» EXERCISE BRIEF
Print the material word for word, starting at the line that contains "Where can you spot the lamp" and ending with the last line of the material, both ends included. Leave the pictures out of your copy.

» ROWS
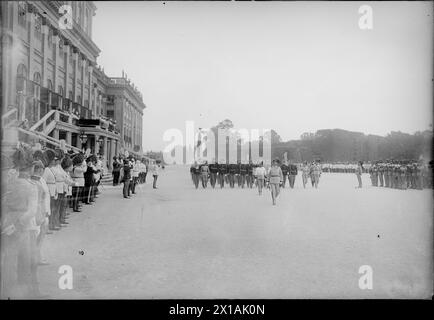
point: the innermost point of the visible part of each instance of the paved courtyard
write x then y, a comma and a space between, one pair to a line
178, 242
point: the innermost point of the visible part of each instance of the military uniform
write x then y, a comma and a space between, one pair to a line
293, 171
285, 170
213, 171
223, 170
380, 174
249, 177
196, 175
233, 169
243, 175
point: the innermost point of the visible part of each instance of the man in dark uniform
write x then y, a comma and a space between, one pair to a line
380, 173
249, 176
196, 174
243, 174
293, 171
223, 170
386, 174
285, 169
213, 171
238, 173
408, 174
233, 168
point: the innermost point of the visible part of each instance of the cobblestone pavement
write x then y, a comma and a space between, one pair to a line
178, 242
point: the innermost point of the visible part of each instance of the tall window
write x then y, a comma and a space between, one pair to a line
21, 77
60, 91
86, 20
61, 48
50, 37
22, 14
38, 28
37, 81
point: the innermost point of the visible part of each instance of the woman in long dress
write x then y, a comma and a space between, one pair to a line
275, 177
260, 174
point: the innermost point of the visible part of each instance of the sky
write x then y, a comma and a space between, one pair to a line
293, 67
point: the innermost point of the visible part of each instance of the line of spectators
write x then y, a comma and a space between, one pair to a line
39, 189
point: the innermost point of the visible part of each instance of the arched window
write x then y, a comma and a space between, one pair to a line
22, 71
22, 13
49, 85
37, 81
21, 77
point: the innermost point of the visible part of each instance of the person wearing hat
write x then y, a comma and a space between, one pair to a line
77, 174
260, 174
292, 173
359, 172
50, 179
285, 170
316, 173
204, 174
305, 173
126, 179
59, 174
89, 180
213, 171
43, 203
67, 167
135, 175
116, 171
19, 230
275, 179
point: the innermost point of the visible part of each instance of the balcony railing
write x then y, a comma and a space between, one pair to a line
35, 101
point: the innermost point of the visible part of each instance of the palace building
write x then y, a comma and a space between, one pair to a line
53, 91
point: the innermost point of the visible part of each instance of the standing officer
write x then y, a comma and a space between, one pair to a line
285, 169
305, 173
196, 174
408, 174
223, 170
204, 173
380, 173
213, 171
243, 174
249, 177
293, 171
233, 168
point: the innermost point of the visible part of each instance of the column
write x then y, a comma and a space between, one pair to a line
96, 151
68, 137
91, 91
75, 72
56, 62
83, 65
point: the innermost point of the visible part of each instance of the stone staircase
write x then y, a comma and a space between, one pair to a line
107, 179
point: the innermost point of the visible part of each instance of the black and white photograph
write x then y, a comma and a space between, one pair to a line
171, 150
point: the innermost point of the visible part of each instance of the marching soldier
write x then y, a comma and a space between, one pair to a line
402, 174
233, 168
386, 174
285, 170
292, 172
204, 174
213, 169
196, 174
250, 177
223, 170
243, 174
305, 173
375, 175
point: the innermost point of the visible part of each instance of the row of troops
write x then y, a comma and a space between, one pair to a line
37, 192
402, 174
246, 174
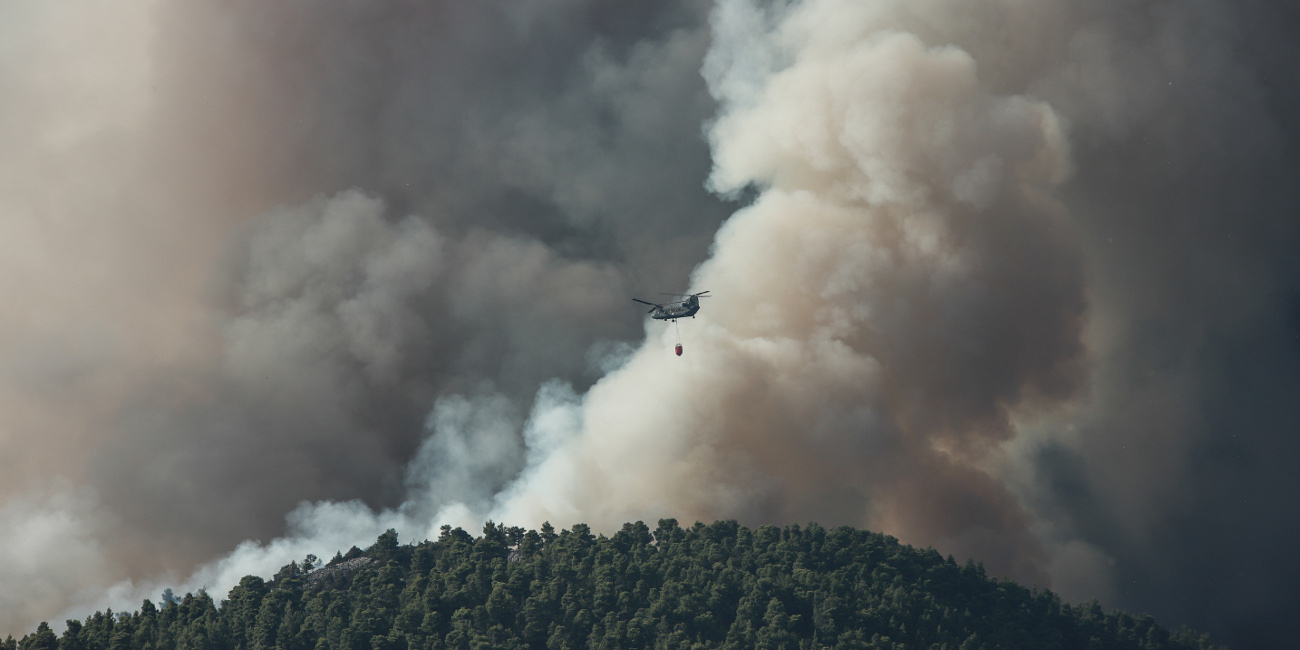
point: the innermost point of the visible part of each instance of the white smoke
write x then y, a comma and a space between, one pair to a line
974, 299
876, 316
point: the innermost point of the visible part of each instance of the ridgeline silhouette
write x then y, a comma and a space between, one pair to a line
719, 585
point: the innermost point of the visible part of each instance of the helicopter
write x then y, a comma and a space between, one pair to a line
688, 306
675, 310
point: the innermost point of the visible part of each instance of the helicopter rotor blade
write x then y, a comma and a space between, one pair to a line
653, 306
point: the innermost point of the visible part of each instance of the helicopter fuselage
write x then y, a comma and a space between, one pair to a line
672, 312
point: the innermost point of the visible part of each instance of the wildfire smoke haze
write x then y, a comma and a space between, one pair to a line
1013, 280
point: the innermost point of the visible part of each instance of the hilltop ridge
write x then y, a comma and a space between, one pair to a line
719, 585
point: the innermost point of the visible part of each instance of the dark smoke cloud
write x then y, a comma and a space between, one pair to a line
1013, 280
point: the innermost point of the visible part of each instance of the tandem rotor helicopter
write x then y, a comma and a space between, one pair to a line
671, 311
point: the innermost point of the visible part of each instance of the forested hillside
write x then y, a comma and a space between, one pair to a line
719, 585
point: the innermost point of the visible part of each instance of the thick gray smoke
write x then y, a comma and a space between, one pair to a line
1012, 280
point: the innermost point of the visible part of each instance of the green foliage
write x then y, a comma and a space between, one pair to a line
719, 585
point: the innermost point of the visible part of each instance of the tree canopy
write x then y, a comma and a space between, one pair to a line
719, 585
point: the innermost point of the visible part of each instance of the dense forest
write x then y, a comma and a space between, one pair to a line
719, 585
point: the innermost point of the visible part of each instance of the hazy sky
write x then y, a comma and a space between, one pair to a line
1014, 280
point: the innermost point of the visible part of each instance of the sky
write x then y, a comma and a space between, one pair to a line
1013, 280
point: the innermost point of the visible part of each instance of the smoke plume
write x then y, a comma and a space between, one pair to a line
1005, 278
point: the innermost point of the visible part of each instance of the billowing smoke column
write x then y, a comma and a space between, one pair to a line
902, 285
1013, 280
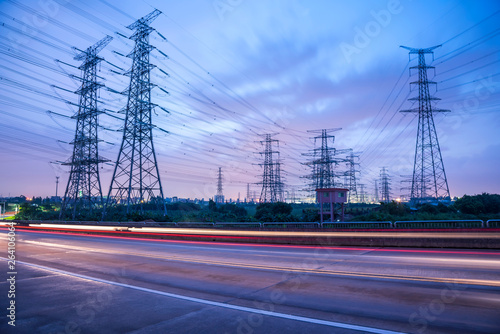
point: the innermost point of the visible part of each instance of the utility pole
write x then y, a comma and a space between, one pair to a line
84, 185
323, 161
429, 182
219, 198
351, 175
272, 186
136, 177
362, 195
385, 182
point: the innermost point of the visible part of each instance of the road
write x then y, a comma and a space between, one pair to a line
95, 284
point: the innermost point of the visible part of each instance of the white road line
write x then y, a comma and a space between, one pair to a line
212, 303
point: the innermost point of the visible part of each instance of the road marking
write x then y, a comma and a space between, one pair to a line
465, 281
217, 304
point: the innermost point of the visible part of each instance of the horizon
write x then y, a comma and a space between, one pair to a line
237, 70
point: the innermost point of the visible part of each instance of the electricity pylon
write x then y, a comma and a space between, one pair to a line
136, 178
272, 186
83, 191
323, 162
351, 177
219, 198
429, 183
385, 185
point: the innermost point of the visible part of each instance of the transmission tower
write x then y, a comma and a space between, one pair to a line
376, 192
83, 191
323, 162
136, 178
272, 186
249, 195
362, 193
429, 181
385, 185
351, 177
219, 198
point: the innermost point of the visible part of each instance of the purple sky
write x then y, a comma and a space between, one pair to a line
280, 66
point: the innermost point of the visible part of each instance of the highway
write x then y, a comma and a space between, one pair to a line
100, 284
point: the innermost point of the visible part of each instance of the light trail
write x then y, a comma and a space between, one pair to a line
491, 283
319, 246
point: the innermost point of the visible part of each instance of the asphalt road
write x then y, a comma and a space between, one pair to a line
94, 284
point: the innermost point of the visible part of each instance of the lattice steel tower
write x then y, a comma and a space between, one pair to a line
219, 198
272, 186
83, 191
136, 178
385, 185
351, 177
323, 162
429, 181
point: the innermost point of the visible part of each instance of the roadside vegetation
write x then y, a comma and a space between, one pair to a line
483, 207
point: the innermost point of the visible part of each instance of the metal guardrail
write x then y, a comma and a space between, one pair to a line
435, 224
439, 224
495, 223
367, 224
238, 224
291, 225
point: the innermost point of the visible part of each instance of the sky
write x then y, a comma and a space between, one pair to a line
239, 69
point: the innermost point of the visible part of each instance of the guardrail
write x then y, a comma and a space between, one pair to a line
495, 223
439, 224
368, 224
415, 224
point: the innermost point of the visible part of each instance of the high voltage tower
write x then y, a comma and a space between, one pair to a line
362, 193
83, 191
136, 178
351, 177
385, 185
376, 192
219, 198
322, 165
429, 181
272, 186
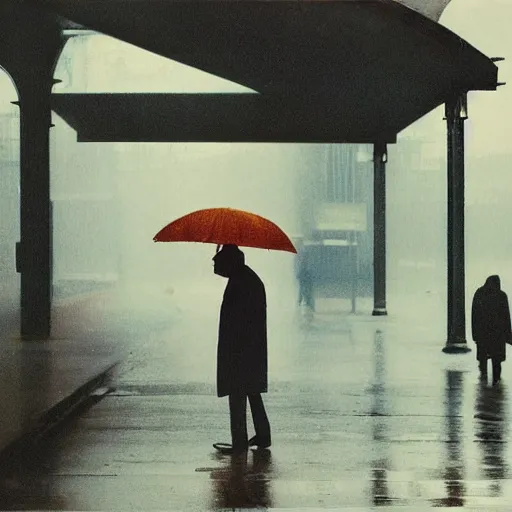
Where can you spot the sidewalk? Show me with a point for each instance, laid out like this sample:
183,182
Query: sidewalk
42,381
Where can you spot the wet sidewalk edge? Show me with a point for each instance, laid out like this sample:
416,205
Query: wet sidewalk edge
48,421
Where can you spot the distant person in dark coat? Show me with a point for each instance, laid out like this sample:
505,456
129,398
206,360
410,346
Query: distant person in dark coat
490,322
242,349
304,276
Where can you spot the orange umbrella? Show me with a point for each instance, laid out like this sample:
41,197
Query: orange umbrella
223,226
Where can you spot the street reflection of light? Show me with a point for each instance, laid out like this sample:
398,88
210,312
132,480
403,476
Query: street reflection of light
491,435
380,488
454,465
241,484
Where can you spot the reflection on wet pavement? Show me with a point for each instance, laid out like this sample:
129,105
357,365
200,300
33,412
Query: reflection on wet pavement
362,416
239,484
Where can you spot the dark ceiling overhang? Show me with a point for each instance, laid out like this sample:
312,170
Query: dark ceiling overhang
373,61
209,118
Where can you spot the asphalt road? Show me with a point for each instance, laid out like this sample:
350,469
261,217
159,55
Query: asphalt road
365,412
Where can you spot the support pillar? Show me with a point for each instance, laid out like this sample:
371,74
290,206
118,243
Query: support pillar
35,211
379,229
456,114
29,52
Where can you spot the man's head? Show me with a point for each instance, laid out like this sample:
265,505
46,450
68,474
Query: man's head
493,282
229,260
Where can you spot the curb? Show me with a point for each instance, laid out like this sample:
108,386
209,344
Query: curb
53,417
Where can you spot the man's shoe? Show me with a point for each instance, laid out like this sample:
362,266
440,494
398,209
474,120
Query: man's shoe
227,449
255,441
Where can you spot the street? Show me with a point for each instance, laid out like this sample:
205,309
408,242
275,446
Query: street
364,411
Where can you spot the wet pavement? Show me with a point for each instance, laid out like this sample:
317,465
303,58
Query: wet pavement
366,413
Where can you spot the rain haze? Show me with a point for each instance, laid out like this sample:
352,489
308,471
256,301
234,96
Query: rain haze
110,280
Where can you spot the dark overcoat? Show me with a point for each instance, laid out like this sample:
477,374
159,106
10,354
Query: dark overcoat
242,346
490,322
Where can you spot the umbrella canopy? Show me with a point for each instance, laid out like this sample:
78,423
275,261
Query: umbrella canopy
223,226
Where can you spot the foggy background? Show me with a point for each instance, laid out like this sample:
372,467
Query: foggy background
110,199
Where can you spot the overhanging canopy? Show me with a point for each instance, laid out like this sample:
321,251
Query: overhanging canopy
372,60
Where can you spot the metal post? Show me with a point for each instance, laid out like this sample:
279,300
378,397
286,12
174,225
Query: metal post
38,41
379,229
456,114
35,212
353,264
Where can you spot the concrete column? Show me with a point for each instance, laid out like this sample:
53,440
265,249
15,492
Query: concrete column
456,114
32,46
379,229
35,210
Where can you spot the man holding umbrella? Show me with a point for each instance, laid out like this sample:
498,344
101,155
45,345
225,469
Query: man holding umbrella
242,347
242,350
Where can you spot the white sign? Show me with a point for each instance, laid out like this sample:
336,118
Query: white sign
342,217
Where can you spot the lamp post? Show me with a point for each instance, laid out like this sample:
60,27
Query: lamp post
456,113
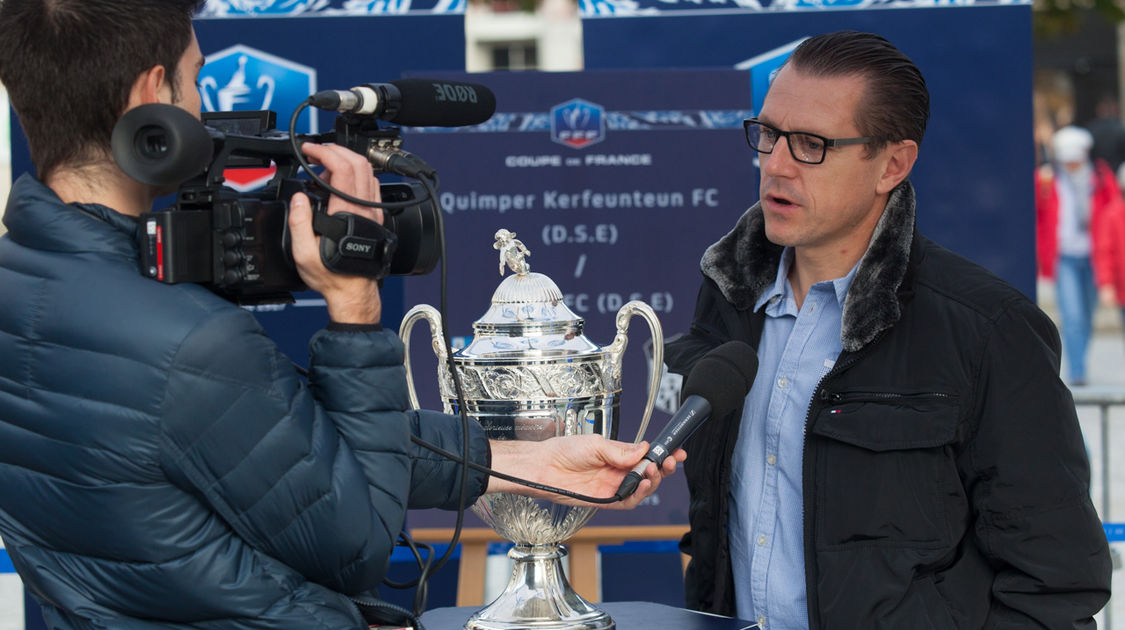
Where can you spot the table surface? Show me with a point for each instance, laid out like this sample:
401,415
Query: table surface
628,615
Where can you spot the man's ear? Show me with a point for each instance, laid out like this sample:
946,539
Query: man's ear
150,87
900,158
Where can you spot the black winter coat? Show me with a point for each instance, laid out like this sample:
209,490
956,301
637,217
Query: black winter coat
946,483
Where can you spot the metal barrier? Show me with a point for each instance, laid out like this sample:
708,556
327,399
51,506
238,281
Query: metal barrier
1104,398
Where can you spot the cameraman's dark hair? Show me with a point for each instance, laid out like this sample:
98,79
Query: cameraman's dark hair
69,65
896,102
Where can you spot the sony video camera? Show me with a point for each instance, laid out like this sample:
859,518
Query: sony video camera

» THE ANSWER
Where can you spot the lamp post? Show me with a point for each instance, laid out like this sample:
60,27
Query: lamp post
456,113
Where can you spot the table surface? Show me with a point for each instance, laid out like this sample:
401,415
Query: table surface
628,615
Where can you spot the man's ear? Show me with a point for each instance, laid out like this sample:
946,539
Query: man's ear
150,87
900,158
Where can you spot the black winter coat? Show me with a point for each instance, laid out like this sample:
209,490
956,301
637,217
Query: black winter coat
946,483
Where can you spot the metal barrier? Show me with a point for each instance, laid out like this sample:
708,556
327,399
51,506
238,281
Query: metal barrier
1104,398
Where can you spot the cameraman's dark hair? Show me with a point for each instance, laid out like this sample:
98,79
Query: cameraman's dark hair
69,65
896,102
Where can you spot the sony video camera? Show me with a point for each instance, laid out like this sample:
859,518
Query: sony video camera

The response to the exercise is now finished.